◆ **Data provided**
================
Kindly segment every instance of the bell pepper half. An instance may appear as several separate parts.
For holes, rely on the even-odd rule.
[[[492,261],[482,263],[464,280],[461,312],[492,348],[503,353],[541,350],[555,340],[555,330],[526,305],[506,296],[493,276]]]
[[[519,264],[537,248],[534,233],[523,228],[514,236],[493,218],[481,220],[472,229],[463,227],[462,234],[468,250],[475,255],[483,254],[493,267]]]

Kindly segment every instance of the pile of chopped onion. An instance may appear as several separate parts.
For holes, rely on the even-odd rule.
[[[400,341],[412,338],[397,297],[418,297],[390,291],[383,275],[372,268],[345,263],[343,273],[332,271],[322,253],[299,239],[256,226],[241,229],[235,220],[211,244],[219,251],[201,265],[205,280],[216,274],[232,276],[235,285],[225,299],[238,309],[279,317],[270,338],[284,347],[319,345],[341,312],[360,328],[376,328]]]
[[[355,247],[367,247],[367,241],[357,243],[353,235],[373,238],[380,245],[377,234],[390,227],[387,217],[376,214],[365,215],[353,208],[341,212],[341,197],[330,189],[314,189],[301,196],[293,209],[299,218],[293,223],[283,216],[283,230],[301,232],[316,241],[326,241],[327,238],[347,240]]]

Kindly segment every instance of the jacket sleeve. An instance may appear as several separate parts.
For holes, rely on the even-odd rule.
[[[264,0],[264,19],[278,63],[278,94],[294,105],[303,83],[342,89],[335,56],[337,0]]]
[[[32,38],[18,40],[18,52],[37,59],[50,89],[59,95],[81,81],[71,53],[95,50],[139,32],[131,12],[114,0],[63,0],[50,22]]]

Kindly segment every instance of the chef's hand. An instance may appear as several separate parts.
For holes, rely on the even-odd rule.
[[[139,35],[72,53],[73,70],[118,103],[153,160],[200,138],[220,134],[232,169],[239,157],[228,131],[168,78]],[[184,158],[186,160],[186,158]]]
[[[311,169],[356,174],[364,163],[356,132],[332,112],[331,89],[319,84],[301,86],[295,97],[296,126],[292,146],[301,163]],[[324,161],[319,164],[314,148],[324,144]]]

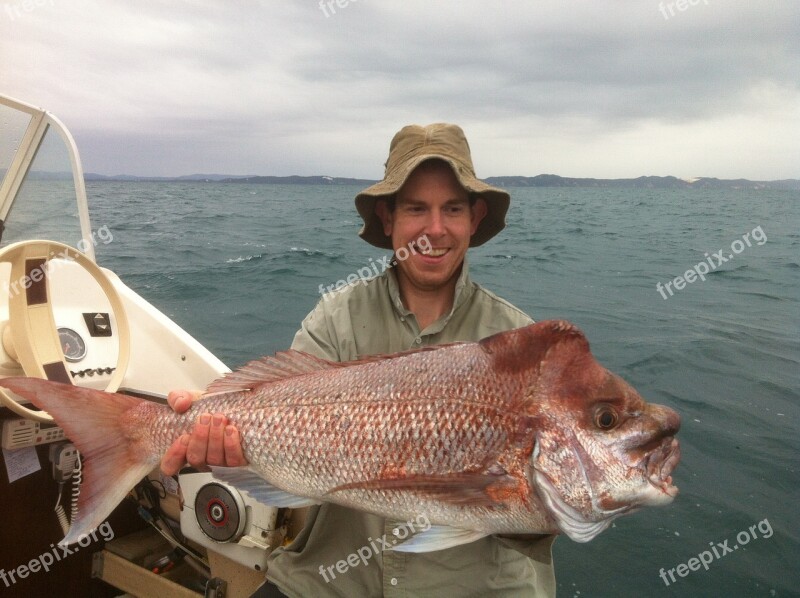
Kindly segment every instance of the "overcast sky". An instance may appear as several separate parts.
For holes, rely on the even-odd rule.
[[[5,0],[0,93],[108,175],[381,178],[449,121],[480,177],[800,178],[797,0],[325,2]]]

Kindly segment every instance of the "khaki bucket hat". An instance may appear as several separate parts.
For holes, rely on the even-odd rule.
[[[383,224],[375,214],[375,200],[393,196],[417,166],[433,158],[447,162],[470,195],[480,195],[486,200],[487,214],[472,235],[469,246],[483,245],[503,230],[511,199],[508,193],[475,176],[469,143],[461,127],[436,123],[425,127],[408,125],[400,129],[389,146],[383,180],[356,195],[356,209],[364,219],[364,226],[358,233],[362,239],[376,247],[392,249],[392,240],[384,234]]]

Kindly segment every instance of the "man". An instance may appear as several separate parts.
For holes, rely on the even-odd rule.
[[[383,181],[362,191],[359,233],[395,251],[395,267],[323,297],[292,348],[335,361],[454,341],[475,341],[532,320],[469,279],[466,252],[505,226],[509,196],[475,177],[455,125],[411,125],[392,140]],[[401,249],[404,251],[401,254]],[[407,256],[406,259],[400,259]],[[178,411],[188,393],[170,397]],[[203,414],[163,469],[245,462],[238,432],[222,414]],[[312,507],[294,541],[270,555],[268,586],[288,596],[539,596],[555,594],[552,536],[490,536],[435,552],[379,552],[345,573],[329,570],[396,523],[338,505]],[[269,595],[269,594],[268,594]],[[281,595],[280,593],[272,595]]]

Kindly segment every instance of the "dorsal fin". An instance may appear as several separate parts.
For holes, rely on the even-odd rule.
[[[267,357],[254,359],[238,370],[214,380],[206,388],[205,395],[218,392],[252,390],[261,384],[268,384],[286,378],[302,376],[311,372],[342,367],[345,364],[314,357],[302,351],[281,351]]]
[[[406,355],[422,353],[424,351],[438,351],[444,347],[459,344],[464,343],[420,347],[418,349],[409,349],[408,351],[393,353],[391,355],[368,355],[354,361],[343,362],[329,361],[327,359],[315,357],[310,353],[289,349],[288,351],[275,353],[275,355],[254,359],[238,370],[229,372],[222,378],[214,380],[208,385],[203,396],[207,397],[212,394],[223,392],[253,390],[255,387],[262,384],[286,380],[287,378],[294,378],[295,376],[303,376],[313,372],[373,363],[376,361],[385,361],[387,359],[405,357]]]
[[[540,369],[554,358],[570,361],[591,356],[586,337],[566,320],[543,320],[486,337],[478,344],[493,357],[494,367],[505,372]]]

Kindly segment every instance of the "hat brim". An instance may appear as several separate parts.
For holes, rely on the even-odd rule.
[[[511,197],[506,191],[484,183],[452,159],[440,154],[423,154],[415,156],[414,159],[409,160],[401,168],[395,169],[384,180],[367,187],[356,195],[356,209],[364,220],[364,226],[358,233],[362,239],[376,247],[392,249],[392,240],[384,234],[383,223],[375,213],[375,202],[378,199],[388,199],[395,195],[417,166],[426,160],[432,159],[447,162],[461,186],[470,195],[483,197],[486,201],[486,216],[478,224],[478,229],[470,238],[470,247],[483,245],[505,228],[506,213],[511,202]]]

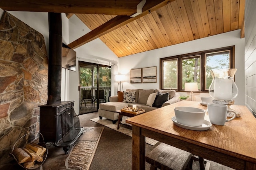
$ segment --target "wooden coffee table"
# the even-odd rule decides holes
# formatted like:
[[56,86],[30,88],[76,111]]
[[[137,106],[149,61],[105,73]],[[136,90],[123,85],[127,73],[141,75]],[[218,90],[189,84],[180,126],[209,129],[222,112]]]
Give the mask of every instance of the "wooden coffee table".
[[[133,117],[135,116],[136,116],[137,115],[139,115],[142,113],[140,113],[140,114],[138,114],[137,115],[135,115],[134,114],[132,114],[132,113],[126,113],[126,112],[123,112],[122,111],[121,111],[121,110],[116,110],[115,111],[116,112],[118,113],[119,113],[119,115],[118,116],[118,122],[117,123],[117,129],[119,129],[119,125],[120,125],[120,124],[122,124],[120,123],[120,119],[121,119],[122,117],[123,117],[123,116],[128,116],[128,117]],[[144,112],[145,113],[145,112]]]

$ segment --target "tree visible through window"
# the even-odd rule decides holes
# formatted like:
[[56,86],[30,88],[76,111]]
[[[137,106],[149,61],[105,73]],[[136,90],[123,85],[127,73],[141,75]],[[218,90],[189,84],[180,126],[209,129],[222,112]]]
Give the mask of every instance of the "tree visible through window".
[[210,70],[234,66],[234,46],[160,59],[160,88],[184,90],[186,82],[196,82],[208,90]]

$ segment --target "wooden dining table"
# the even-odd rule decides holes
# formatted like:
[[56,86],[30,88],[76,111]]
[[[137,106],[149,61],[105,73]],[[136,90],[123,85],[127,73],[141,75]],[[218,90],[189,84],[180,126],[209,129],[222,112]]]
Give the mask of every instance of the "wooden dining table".
[[182,101],[126,119],[132,125],[132,170],[145,169],[145,137],[236,170],[256,170],[256,118],[246,106],[231,106],[240,117],[204,131],[174,124],[172,118],[178,106],[207,108],[198,102]]

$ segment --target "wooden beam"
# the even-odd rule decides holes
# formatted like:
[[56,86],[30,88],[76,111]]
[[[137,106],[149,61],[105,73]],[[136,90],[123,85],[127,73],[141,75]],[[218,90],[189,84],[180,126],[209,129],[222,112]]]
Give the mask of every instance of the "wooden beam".
[[66,16],[67,16],[67,18],[68,19],[70,19],[70,17],[71,17],[74,14],[71,13],[66,13]]
[[244,38],[244,19],[243,20],[243,22],[242,23],[242,27],[241,28],[241,32],[240,32],[240,37],[241,38]]
[[142,8],[142,14],[135,17],[130,17],[129,16],[116,16],[86,34],[74,41],[68,44],[68,46],[72,49],[78,48],[175,0],[147,0],[146,4]]
[[1,0],[6,11],[130,16],[140,0]]

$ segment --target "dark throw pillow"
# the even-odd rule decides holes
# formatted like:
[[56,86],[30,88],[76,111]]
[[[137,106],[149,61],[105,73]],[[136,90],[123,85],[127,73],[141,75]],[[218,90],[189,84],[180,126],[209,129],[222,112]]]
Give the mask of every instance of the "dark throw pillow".
[[124,101],[124,92],[118,91],[117,92],[118,102],[123,102]]
[[164,103],[169,100],[169,93],[163,93],[158,92],[153,106],[160,108]]

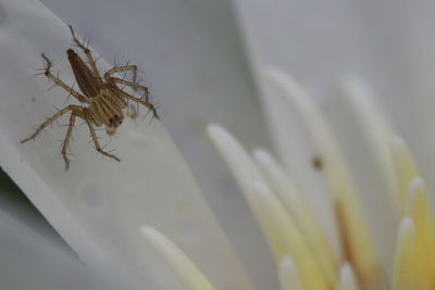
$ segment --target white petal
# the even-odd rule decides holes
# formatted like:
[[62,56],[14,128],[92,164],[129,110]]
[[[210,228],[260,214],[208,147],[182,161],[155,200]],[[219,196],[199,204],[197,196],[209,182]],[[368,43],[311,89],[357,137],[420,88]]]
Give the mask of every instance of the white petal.
[[[73,135],[70,171],[57,157],[64,130],[47,129],[35,142],[20,144],[51,105],[61,106],[66,93],[46,92],[40,53],[55,60],[54,68],[70,83],[64,61],[71,43],[69,29],[35,1],[2,1],[0,72],[0,164],[27,197],[88,265],[120,274],[125,282],[145,286],[152,281],[146,268],[152,261],[137,228],[159,226],[200,265],[214,265],[225,285],[248,287],[237,259],[229,249],[191,177],[185,161],[161,123],[126,122],[110,144],[121,163],[96,156],[87,146],[86,127]],[[100,65],[103,65],[100,61]],[[71,81],[72,83],[72,81]],[[32,100],[35,98],[35,100]],[[210,251],[213,249],[213,251]]]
================
◆ **Problem**
Repeat only the stretch of lines that opens with the line containing "--target white petal" and closes with the final line of the entries, both included, exactly as written.

◆ **Reply to the task**
$ segment --target white petal
# the even-odd rule decides holes
# formatted like:
[[62,56],[14,128],[92,164],[129,110]]
[[[210,228],[260,214],[208,147],[182,161],[155,200]],[[219,196],[199,204],[197,196],[209,182]],[[368,43],[311,89],[357,137],[420,88]]]
Give the mask of every instance of the white petal.
[[[73,135],[70,171],[57,157],[64,130],[47,129],[35,142],[20,144],[51,105],[61,106],[66,93],[46,92],[40,53],[55,60],[54,68],[70,83],[64,61],[71,43],[69,29],[35,1],[2,1],[0,72],[0,164],[27,197],[88,265],[120,274],[125,282],[145,286],[152,281],[146,268],[152,261],[137,228],[159,226],[200,265],[214,265],[225,285],[248,287],[237,259],[229,249],[191,177],[185,161],[161,123],[126,122],[110,144],[121,163],[96,156],[87,146],[86,127]],[[100,65],[103,65],[100,61]],[[71,81],[72,83],[72,81]],[[32,100],[35,98],[35,100]],[[210,251],[213,249],[213,251]]]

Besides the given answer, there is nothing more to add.